(Dataset excerpts on object pointing)
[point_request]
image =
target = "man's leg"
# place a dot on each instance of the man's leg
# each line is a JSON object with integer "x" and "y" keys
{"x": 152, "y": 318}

§ Task: Rewrite the records above, replacing every "man's leg" with "person's leg" and leaving everything else unchanged.

§ Finished exercise:
[point_request]
image =
target = "person's leg"
# place a dot on each instance of the person's leg
# each line is a JSON object with integer "x" and "y" keys
{"x": 152, "y": 318}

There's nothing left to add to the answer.